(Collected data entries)
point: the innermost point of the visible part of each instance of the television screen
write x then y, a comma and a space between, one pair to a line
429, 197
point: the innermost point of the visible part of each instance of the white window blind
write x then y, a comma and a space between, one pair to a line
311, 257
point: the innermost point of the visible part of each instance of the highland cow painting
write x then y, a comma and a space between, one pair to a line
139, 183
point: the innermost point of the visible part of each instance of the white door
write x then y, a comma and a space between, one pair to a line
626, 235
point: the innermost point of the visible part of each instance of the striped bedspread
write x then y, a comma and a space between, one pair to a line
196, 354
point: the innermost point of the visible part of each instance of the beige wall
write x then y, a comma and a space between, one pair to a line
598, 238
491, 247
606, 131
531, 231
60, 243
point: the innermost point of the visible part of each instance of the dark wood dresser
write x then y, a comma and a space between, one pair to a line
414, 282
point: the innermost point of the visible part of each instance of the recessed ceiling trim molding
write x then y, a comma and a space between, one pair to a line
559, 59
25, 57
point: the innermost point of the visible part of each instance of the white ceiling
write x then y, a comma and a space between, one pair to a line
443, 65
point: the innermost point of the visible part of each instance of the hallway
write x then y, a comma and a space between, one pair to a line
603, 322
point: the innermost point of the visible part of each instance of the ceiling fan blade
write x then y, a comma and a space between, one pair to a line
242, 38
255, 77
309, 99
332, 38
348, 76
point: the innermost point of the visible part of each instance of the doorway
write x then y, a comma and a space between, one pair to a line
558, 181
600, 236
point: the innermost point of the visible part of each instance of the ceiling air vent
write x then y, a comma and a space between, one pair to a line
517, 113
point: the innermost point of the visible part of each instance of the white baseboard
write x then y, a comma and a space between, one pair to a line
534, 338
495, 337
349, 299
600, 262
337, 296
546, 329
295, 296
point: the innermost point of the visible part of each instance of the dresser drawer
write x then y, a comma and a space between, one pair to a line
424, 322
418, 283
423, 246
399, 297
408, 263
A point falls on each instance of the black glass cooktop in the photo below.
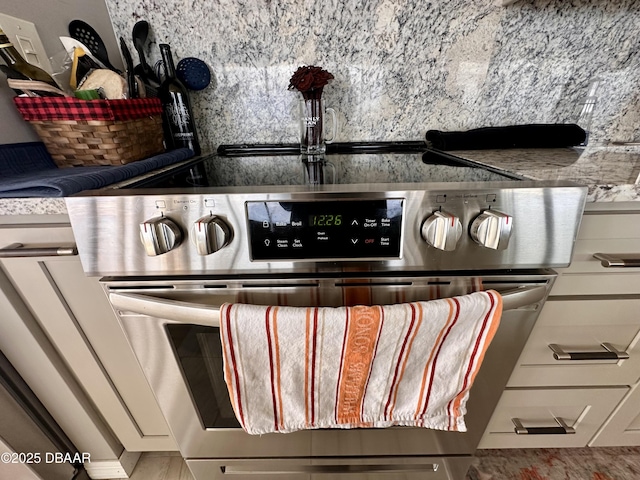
(344, 163)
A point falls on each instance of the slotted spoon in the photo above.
(86, 34)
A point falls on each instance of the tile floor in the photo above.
(622, 463)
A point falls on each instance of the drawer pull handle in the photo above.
(562, 429)
(17, 250)
(329, 469)
(609, 260)
(610, 353)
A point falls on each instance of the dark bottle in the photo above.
(177, 117)
(18, 67)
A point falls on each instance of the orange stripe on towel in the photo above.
(428, 369)
(416, 322)
(307, 334)
(278, 382)
(361, 340)
(492, 321)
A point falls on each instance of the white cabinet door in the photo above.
(584, 410)
(602, 233)
(582, 325)
(623, 427)
(73, 311)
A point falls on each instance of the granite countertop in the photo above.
(611, 173)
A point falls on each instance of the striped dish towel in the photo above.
(412, 364)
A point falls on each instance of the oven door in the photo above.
(172, 326)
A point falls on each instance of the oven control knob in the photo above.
(159, 235)
(210, 234)
(442, 230)
(492, 229)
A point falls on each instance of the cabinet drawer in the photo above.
(364, 468)
(612, 234)
(584, 410)
(582, 325)
(609, 225)
(623, 427)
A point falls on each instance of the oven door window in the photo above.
(199, 354)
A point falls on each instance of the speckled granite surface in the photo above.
(611, 173)
(401, 66)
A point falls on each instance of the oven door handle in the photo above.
(209, 315)
(167, 309)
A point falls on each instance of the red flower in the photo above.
(307, 78)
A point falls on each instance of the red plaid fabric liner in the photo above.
(69, 108)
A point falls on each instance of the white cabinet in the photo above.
(583, 410)
(623, 427)
(590, 378)
(73, 312)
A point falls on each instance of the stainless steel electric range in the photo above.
(399, 223)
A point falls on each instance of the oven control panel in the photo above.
(354, 229)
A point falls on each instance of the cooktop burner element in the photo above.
(369, 163)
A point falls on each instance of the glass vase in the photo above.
(313, 134)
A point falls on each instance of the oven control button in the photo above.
(442, 230)
(492, 229)
(210, 234)
(159, 235)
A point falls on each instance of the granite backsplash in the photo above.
(402, 66)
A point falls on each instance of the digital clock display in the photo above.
(330, 230)
(325, 220)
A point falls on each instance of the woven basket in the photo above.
(95, 132)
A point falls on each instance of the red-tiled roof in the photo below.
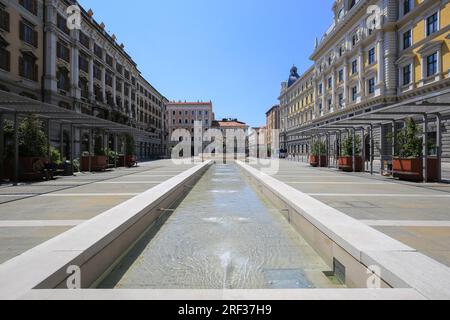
(231, 124)
(189, 103)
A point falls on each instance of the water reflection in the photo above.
(223, 235)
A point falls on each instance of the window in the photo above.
(30, 5)
(432, 64)
(83, 63)
(62, 24)
(62, 51)
(407, 39)
(28, 34)
(432, 24)
(28, 67)
(371, 85)
(4, 19)
(108, 79)
(354, 93)
(407, 75)
(119, 68)
(354, 67)
(109, 60)
(84, 40)
(97, 72)
(84, 86)
(5, 58)
(63, 79)
(98, 51)
(406, 6)
(372, 56)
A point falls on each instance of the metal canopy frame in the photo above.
(433, 106)
(16, 106)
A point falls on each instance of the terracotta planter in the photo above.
(346, 164)
(121, 161)
(130, 161)
(30, 168)
(412, 169)
(314, 161)
(98, 163)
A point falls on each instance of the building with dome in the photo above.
(375, 54)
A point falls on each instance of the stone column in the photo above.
(361, 73)
(74, 65)
(91, 79)
(390, 56)
(104, 84)
(345, 103)
(380, 62)
(50, 81)
(114, 89)
(333, 88)
(324, 96)
(316, 109)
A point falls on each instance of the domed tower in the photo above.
(294, 76)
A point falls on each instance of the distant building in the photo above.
(232, 126)
(183, 115)
(272, 123)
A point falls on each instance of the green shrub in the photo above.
(31, 137)
(409, 141)
(98, 146)
(347, 146)
(112, 156)
(318, 147)
(55, 156)
(130, 145)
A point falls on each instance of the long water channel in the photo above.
(223, 235)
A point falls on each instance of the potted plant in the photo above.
(33, 148)
(99, 161)
(345, 161)
(318, 149)
(407, 163)
(130, 151)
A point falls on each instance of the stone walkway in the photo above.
(31, 214)
(415, 214)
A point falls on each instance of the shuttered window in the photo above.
(28, 67)
(62, 51)
(28, 34)
(4, 20)
(30, 5)
(5, 59)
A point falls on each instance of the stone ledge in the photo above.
(45, 265)
(227, 295)
(401, 266)
(352, 235)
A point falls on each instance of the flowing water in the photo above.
(224, 235)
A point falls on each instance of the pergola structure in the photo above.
(16, 106)
(433, 107)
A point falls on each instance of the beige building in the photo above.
(83, 69)
(22, 47)
(366, 61)
(272, 123)
(184, 115)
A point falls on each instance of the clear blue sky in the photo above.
(233, 52)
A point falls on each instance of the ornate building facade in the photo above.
(84, 69)
(375, 53)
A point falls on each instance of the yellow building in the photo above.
(375, 53)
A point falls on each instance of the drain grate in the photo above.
(286, 279)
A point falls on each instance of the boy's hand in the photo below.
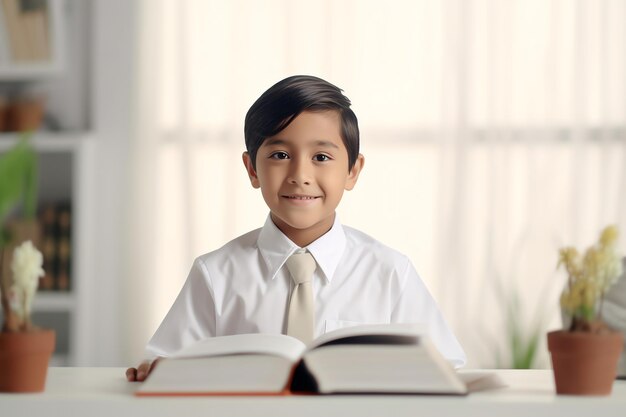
(142, 371)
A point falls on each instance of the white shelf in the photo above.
(54, 301)
(47, 141)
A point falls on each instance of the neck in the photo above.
(304, 237)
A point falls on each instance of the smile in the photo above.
(300, 197)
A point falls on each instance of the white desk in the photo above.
(105, 392)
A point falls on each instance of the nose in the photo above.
(300, 172)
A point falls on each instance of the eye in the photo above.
(279, 155)
(321, 158)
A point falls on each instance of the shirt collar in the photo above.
(327, 250)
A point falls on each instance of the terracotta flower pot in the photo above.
(584, 363)
(24, 360)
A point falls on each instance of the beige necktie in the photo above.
(301, 315)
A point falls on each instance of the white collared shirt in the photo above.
(243, 288)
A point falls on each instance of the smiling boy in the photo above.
(302, 143)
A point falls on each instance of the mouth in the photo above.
(300, 197)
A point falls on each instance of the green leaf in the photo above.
(18, 181)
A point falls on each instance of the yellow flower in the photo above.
(590, 277)
(609, 236)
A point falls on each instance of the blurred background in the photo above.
(494, 132)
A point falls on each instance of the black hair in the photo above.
(285, 100)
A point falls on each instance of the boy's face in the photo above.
(302, 173)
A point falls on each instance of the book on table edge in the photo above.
(372, 359)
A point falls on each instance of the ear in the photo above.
(353, 175)
(247, 161)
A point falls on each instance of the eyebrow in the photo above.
(322, 143)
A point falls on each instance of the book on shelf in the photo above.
(395, 358)
(56, 246)
(26, 25)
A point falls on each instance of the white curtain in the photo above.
(493, 132)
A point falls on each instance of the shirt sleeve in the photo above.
(416, 305)
(191, 317)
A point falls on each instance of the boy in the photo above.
(302, 142)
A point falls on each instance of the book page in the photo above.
(257, 343)
(413, 330)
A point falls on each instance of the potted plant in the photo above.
(585, 356)
(24, 348)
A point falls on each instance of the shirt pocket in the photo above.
(340, 324)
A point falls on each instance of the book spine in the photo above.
(64, 265)
(48, 220)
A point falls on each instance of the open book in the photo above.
(361, 359)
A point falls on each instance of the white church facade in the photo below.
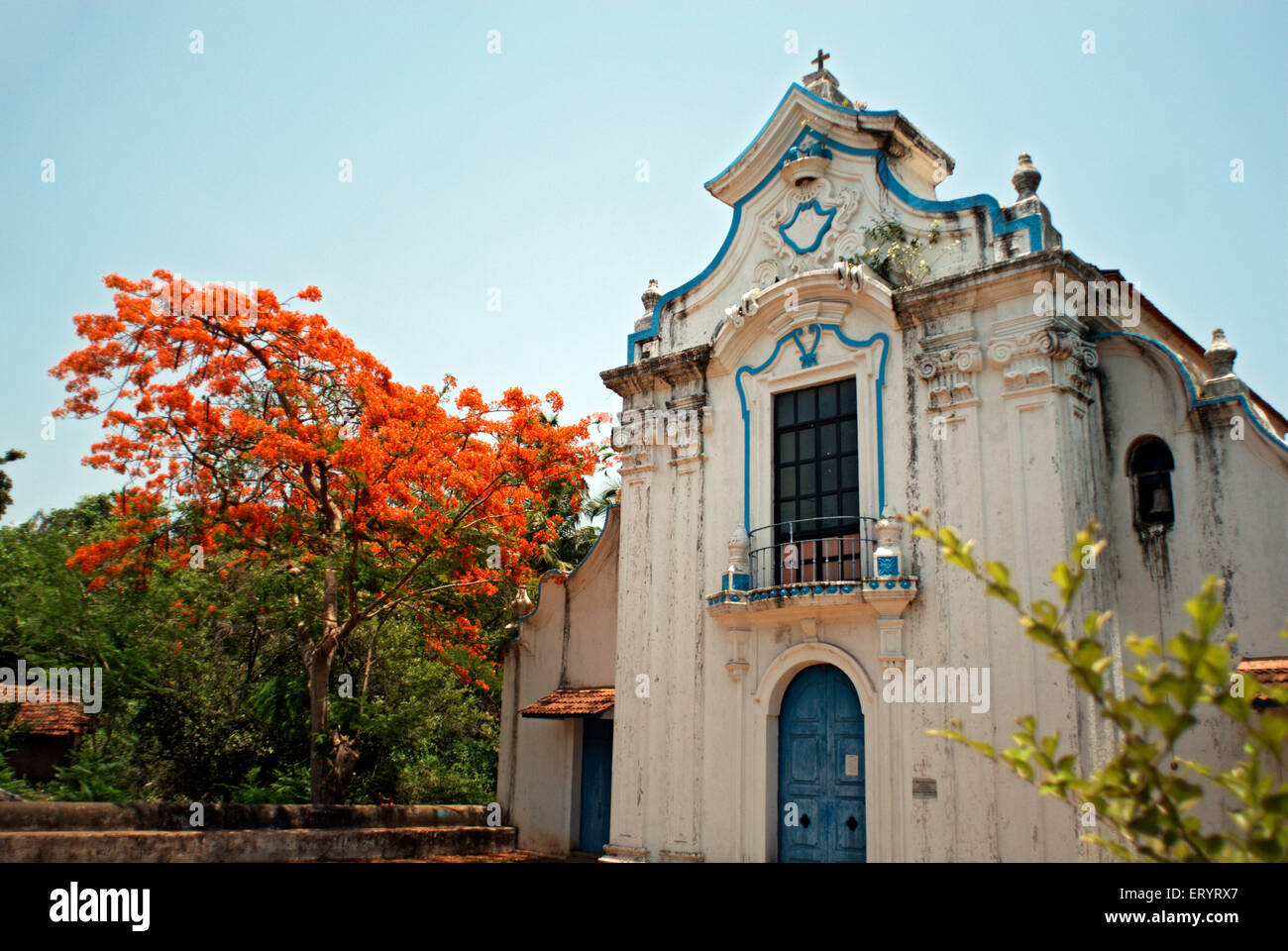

● **Required action**
Starting at the line that contains "A point falls on each instance of the white curtain", write out every line through the final line of the entries, word for word; skip any pictures.

● **Solution for this task**
A point falls on each instance of the white curtain in the photo above.
(493, 132)
A point falls on each instance of the shirt sleeve in the photo above.
(416, 305)
(191, 317)
A point falls on each instance of the boy in the photo above.
(302, 142)
A point falls on each instance of the book page in the photo above.
(257, 343)
(413, 330)
A point falls on each instance of the potted plant in the photo above.
(585, 356)
(24, 348)
A point falls on each instance of the shirt pocket in the photo above.
(340, 324)
A point falls on each instance of the book spine in the photo above.
(64, 265)
(48, 220)
A point falls on each instance of the open book in the photo above.
(361, 359)
A point falls on each instance of the white church facade in the photo below.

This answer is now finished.